> Saved data entries
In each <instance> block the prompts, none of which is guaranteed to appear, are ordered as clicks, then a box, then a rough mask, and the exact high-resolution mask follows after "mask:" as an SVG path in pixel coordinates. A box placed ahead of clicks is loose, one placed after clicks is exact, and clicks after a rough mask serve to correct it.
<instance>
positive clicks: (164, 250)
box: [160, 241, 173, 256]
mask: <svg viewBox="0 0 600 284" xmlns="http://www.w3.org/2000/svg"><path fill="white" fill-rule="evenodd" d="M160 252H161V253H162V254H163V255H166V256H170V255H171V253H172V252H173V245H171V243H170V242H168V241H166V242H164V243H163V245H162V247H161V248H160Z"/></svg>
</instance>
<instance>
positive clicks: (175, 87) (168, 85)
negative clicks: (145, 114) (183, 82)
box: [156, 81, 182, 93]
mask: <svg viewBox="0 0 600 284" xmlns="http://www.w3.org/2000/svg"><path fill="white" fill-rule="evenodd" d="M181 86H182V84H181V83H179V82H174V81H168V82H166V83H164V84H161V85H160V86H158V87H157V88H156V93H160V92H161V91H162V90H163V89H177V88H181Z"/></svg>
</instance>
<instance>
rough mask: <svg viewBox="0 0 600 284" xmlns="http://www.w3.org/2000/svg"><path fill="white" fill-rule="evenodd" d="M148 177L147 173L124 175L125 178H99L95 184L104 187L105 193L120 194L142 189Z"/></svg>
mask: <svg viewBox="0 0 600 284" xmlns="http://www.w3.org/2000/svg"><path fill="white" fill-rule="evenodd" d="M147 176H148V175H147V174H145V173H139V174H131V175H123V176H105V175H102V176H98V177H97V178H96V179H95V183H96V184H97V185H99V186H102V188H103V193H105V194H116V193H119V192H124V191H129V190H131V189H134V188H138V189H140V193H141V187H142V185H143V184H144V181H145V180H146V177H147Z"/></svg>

> TASK OBJECTIVE
How many of the lines above contain the string "path"? Treat uppercase and lowercase as different, and reply with the number alone.

> YOUR SOLUTION
5